▸ What the task requires
From the passage below on MRI in total hip arthroplasty, return verbatim the part that opens with the words containing "Patients presenting with" and closes with "absence of osteolysis.".

▸ Source extract
★ ★ ★ ★ ★
Patients presenting with painful total hip arthroplasty and normal radiographs, nuclear scans, and negative aspirations can present a diagnostic dilemma to the surgeon. Although some diagnoses are made on the basis of clinical examination, MRI is becoming an important and useful adjuvant study. Diagnoses that have been confirmed or made using MRI include iliopsoas tendonitis, trochanteric bursitis, sacral insufficiency fracture, abductor avulsion, and, in one case, fracture of a femoral stem [26]. In addition, debris-related synovitis has been noted in the absence of osteolysis.

Conclusion

Magnetic resonance imaging has become a very useful and important adjuvant imaging modality in the evaluation of patients with total hip arthroplasty at the Hospital for Special Surgery. Its role in the evaluation of osteolysis continues to be defined but will likely emerge as the most accurate method of quantifying the location and extent of osteolysis, particularly given its ability to detect intracapsular burden of disease, which precedes osteoclastic resorption of bone. The spatial resolution and superior ability to image periarticular soft tissues including muscle, tendon, and neurovascular structures, combined with the ability to limit the prosthesis-induced artifact, has led to a significant increase in the utilization of MR imaging in the evaluation of postoperative complications related to total hip arthroplasty.
★ ★ ★ ★ ★
▸ Dataset excerpts
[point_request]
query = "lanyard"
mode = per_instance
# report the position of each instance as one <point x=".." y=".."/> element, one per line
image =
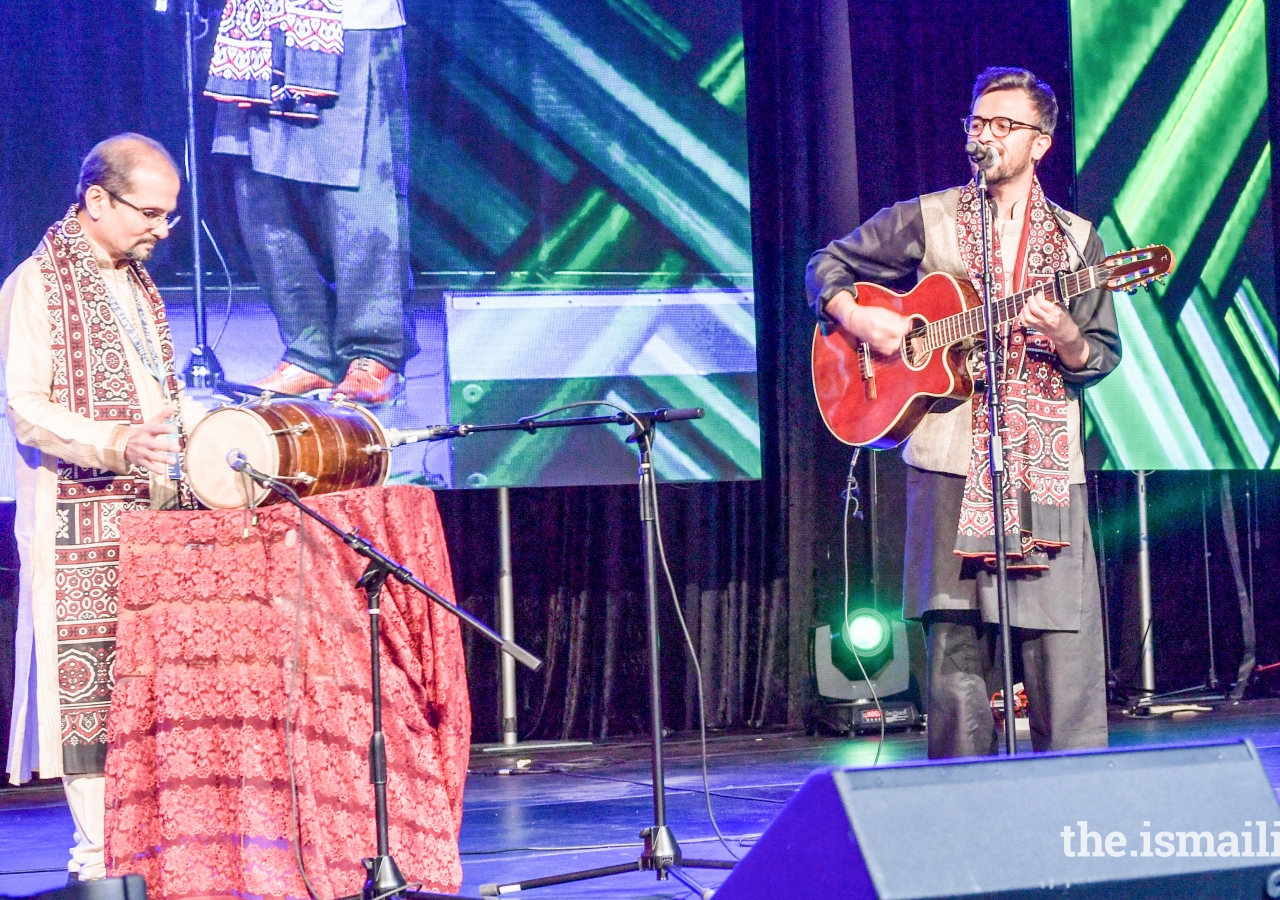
<point x="142" y="343"/>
★ ★ ★ ★ ★
▸ Solution for this task
Patients presenting with painful total hip arthroplasty and normal radiographs, nuclear scans, and negative aspirations can present a diagnostic dilemma to the surgeon. Although some diagnoses are made on the basis of clinical examination, MRI is becoming an important and useful adjuvant study. Diagnoses that have been confirmed or made using MRI include iliopsoas tendonitis, trochanteric bursitis, sacral insufficiency fracture, abductor avulsion, and, in one case, fracture of a femoral stem [26]. In addition, debris-related synovitis has been noted in the absence of osteolysis.